▶ **Document excerpt**:
"""

Providing they are non-magnetic, mobile phones such as the Apple iPhone can also be used as sophisticated data loggers and controllers for magnetometers. The internal magnetometers are not sensitive enough for mineral and coal exploration work. Ultramag Geophysics Pty Ltd has developed software running on the iPhone that talks to Overhauser and Fluxgate magnetometers and GPS simultaneously via wireless Bluetooth. The data is then processed and sent over the Next-G network in real-time to our office computers and forwarded to clients. When the network is unavailable the phone simply stores the data then bursts data when back online. This provides an extra level of safety for field crews and allows for rapid location and detailing of anomalies, real-time diurnal corrections and real-time transmission to the stock exchange (only joking).

Oil exploration

Seismic methods are preferred to magnetometers for oil exploration. Aeromag surveys can be used for basin shape, and locating faults.

Oil deposits can leak hydrocarbons which find their way up fractures in the ground to be eaten by bugs at or near the surface. The bugs can precipitate magnetite from haematite producing subtle magnetic anomalies. Such anomalies are best mapped by ground based magnetometers.

Spacecraft

A three-axis fluxgate magnetometer was part of the Mariner 2 and Mariner 10 missions.[7] A dual technique magnetometer is part of the Cassini-Huygens mission to explore Saturn.[8] This system is composed of a vector helium and fluxgate magnetometers.[9] Magnetometers are also a component instrument on the Mercury MESSENGER mission. A magnetometer can also be used by satellites like GOES to measure both the magnitude and direction of a planet's or moon's magnetic field.

"""

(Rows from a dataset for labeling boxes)

"""

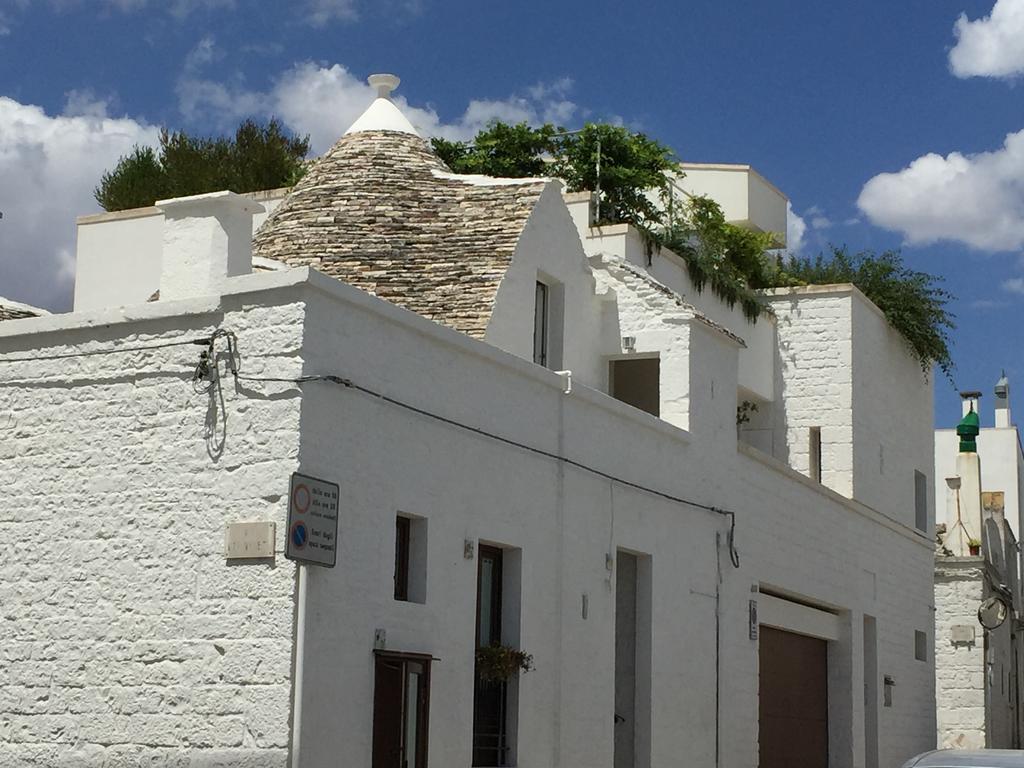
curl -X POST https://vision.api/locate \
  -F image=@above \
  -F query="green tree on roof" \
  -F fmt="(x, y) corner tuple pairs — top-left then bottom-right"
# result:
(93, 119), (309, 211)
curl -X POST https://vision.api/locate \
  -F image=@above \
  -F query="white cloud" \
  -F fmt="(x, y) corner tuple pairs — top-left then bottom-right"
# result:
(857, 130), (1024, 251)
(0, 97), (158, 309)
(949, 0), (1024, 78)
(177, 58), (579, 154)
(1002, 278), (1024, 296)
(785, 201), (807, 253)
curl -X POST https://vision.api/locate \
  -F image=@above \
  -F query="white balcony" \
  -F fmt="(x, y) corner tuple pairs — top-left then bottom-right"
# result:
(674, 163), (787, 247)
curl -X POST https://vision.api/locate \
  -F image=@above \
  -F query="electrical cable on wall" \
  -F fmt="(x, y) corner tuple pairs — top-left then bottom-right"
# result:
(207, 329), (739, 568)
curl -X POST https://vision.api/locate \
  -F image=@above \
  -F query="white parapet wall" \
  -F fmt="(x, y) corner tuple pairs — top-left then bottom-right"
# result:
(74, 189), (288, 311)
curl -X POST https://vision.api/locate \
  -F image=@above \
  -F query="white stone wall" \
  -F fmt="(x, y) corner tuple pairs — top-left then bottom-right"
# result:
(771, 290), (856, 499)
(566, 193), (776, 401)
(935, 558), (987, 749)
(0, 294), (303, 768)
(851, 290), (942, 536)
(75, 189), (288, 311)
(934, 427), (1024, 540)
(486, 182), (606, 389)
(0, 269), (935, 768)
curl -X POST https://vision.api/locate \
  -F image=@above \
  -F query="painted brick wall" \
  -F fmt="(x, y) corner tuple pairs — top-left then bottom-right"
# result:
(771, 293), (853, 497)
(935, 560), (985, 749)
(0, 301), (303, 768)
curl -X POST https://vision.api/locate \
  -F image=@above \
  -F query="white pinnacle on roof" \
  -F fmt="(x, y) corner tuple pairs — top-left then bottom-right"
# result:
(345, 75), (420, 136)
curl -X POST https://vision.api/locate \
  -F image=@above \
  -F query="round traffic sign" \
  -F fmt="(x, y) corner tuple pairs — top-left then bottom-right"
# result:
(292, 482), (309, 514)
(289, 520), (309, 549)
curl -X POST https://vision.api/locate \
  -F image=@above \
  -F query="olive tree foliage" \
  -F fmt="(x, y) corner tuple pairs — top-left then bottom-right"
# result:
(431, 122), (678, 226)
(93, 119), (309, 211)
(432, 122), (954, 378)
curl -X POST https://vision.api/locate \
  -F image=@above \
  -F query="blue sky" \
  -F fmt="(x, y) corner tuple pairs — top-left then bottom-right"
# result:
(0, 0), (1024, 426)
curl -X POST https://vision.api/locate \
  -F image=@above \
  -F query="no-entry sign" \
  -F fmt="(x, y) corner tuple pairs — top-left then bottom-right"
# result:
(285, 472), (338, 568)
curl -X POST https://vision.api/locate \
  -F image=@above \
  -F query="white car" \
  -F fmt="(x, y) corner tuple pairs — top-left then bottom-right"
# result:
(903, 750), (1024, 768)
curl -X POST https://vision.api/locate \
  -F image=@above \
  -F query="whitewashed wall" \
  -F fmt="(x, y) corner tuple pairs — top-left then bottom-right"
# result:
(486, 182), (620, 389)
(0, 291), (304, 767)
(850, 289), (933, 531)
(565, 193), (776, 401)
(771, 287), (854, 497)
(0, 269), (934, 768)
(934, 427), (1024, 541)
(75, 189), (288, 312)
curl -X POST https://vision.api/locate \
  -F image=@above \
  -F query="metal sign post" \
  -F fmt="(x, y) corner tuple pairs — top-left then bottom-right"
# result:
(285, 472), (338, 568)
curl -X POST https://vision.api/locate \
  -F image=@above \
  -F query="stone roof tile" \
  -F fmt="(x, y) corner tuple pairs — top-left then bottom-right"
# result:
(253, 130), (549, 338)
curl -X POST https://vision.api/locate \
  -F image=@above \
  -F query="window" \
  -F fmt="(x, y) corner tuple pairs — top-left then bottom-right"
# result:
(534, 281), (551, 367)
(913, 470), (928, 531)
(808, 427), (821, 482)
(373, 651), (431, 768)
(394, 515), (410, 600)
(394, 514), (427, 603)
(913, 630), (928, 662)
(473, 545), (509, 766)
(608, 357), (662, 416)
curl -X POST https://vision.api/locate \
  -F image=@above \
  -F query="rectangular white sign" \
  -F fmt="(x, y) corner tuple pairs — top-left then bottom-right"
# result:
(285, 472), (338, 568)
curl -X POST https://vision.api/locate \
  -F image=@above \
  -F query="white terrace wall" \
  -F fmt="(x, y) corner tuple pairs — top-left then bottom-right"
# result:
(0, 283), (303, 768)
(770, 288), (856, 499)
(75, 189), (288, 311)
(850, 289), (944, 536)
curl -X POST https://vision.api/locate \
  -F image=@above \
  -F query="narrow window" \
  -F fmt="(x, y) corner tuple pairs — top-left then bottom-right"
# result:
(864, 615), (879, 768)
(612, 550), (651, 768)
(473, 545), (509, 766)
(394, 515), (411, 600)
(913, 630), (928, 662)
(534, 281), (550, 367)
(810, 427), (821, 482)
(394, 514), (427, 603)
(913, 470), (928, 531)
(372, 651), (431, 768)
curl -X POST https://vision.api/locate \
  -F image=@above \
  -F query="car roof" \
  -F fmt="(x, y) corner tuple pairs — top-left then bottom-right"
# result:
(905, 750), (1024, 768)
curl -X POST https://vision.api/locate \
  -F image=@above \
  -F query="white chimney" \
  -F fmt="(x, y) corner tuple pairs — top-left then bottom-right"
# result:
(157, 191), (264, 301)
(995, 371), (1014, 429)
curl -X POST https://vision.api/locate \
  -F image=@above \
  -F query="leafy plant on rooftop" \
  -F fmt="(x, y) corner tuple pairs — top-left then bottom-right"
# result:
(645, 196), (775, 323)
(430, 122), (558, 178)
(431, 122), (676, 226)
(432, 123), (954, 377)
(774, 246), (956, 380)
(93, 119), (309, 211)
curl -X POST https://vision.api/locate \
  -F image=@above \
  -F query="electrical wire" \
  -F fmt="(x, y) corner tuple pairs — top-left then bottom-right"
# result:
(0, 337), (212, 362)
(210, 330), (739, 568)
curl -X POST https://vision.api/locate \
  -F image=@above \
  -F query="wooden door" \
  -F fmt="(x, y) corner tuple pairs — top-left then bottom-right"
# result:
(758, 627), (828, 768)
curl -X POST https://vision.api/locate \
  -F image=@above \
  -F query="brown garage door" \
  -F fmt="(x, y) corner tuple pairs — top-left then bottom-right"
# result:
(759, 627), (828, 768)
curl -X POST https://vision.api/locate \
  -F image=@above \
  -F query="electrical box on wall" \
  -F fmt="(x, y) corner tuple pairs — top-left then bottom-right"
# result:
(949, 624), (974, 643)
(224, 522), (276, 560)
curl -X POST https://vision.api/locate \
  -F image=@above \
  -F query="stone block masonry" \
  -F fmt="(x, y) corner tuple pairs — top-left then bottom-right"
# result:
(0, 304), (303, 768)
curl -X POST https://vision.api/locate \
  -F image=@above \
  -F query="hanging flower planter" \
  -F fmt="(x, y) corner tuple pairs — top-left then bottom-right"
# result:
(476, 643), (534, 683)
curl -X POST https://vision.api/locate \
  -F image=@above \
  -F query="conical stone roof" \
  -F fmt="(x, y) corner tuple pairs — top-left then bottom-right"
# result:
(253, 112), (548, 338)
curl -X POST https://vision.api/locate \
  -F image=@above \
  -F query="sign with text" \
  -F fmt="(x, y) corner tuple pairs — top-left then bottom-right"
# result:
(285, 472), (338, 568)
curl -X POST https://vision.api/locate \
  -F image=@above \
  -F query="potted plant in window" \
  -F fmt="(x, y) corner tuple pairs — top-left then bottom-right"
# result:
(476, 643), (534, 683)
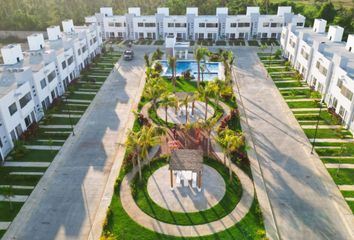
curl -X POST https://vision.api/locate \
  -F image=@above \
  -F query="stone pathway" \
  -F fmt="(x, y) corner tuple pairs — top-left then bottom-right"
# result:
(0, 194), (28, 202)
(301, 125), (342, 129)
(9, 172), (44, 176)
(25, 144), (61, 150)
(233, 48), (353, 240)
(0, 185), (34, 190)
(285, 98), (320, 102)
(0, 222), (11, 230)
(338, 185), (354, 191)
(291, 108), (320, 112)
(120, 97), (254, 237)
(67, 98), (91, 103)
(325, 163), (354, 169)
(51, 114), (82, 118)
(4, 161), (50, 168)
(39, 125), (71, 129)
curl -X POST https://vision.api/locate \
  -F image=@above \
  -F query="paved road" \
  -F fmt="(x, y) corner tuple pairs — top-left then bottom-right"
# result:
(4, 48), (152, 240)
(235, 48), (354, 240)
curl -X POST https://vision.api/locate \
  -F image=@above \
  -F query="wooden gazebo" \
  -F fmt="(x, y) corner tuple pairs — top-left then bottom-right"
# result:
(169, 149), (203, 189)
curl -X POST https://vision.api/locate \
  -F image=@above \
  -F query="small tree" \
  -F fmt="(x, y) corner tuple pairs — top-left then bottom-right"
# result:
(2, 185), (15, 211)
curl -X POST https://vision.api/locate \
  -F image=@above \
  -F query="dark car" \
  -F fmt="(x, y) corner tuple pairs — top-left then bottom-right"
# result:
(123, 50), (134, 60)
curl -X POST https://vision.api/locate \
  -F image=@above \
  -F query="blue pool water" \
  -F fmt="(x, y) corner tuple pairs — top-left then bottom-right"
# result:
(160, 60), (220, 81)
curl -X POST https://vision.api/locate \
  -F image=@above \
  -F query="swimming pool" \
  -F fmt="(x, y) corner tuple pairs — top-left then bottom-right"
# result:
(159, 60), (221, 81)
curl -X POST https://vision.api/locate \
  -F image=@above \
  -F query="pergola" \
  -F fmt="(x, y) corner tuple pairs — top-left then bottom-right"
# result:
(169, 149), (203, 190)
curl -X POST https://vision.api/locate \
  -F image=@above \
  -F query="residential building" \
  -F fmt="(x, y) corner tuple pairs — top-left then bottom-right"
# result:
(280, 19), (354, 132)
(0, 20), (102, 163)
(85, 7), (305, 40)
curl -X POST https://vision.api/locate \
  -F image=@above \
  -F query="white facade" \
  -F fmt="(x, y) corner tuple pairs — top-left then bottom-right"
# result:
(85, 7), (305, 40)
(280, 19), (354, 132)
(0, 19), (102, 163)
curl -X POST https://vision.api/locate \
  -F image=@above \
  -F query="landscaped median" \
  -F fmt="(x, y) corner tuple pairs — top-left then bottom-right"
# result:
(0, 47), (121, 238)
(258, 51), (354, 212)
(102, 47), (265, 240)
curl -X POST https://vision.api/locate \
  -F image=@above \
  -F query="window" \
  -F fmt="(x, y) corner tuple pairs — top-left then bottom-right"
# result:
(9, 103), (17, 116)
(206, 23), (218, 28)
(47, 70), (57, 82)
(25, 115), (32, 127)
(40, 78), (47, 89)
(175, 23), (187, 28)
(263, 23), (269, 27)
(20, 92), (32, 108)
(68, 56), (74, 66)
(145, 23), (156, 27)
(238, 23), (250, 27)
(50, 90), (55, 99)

"""

▶ **Work instructions**:
1. Copy the records from their start down through the line containing "(0, 301), (303, 768)", keeping both ends, and leave the pictures out.
2. Continue the magnetometer text from where it stops.
The text about magnetometers and the records are separate material with no connection between them.

▶ **Answers below**:
1.
curl -X POST https://vision.api/locate \
  -F image=@above \
  -F query="green tree on roof" \
  -F fmt="(x, y) corner tuple pairs — top-left then bottom-right"
# result:
(93, 119), (309, 211)
curl -X POST https://vision.api/locate \
  -F image=@above \
  -F query="white cloud" \
  -F fmt="(x, y) corner tuple pairs — top-left then bottom-right"
# result:
(857, 130), (1024, 251)
(0, 97), (158, 309)
(949, 0), (1024, 78)
(177, 58), (579, 154)
(1002, 278), (1024, 296)
(785, 201), (807, 253)
curl -X POST https://vision.api/locate \
  -F image=@above \
  -F query="white balcony" \
  -F fmt="(x, y) corner tuple pairs — top-left then bottom-right"
# result:
(674, 163), (787, 247)
curl -X POST https://vision.api/locate \
  -F image=@above \
  -F query="electrical cable on wall" \
  -F fmt="(x, y) corner tuple pairs — top-left then bottom-right"
# result:
(207, 329), (739, 568)
curl -X POST https://vision.api/locate \
  -F image=@above \
  -F query="white parapet wall" \
  -F fmt="(x, y) corner tuple pairs — top-left then bottom-right"
# result:
(74, 189), (288, 311)
curl -X POST https://vision.api/locate \
  -F image=@above \
  -F query="white stone wall" \
  -F fmt="(x, y) corner tuple pairs — top-left then bottom-right"
# result:
(771, 290), (856, 499)
(566, 193), (776, 401)
(935, 558), (987, 749)
(0, 294), (303, 768)
(851, 290), (942, 536)
(75, 189), (288, 311)
(934, 427), (1024, 540)
(486, 182), (606, 389)
(0, 269), (935, 768)
curl -X POST https://vision.api/locate \
  -F image=@above \
  -F query="painted brick wall" \
  -F fmt="(x, y) corner tuple pairs — top-left then bottom-right"
# result:
(771, 293), (853, 497)
(935, 560), (985, 749)
(0, 301), (303, 768)

2.
Types

Magnetometers, depending upon type, can cost around $US 50,000, plus a similar amount for good processing software.

Magnetometers can be divided into two basic types:

  • Scalar magnetometers measure the total strength of the magnetic field to which they are subjected, and
  • Vector magnetometers have the capability to measure the component of the magnetic field in a particular direction, relative to the spatial orientation of the device.

Magnetometers can also be classified as "AC" types that measure fields that vary relatively rapidly in time, and "DC" types that measure fields that vary only slowly, if at all (quasi-static). AC magnetometers find use in electromagnetic systems (such as magnetotellurics), and DC magnetometers are used for detecting mineralization and corresponding geological structures.

Vector magnetometers

A vector is a mathematical entity with both magnitude and direction. The earth's magnetic field at a given point is a vector; it is not just a numerical value, but also points in a specific direction. The direction is three-dimensional, not just north-south but also an inclination from the horizontal. A magnetic compass is designed to give a horizontal bearing direction; a vector magnetometer measures the magnitude and direction of the total magnetic field. An example of such a device is a Variometer used in magnetic observatories for monitoring the ionosphere. Three orthogonal sensors are required to measure the components of the magnetic field in all three dimensions.

Vector magnetometers electronically measure one or more components of the magnetic field. Using three orthogonal magnetometers, both azimuth and dip (inclination) can be measured. By taking the square root of the sum of the squares of the components the total magnetic field strength (also called total magnetic intensity, TMI) can be calculated by Pythagoras's theorem.

Examples of vector magnetometers are fluxgates, superconducting quantum interference devices (SQUIDs), and the atomic SERF magnetometer. Fluxgates come in the following 'flavors' : ring core, ractrack, rod and Vacquier depending on the geometry of the ferrite cores.

They are subject to temperature drift and the dimensional instability of the ferrite cores. They also require leveling to obtain component information, unlike total field (scalar) instruments. For these reasons they are no longer used for mineral exploration.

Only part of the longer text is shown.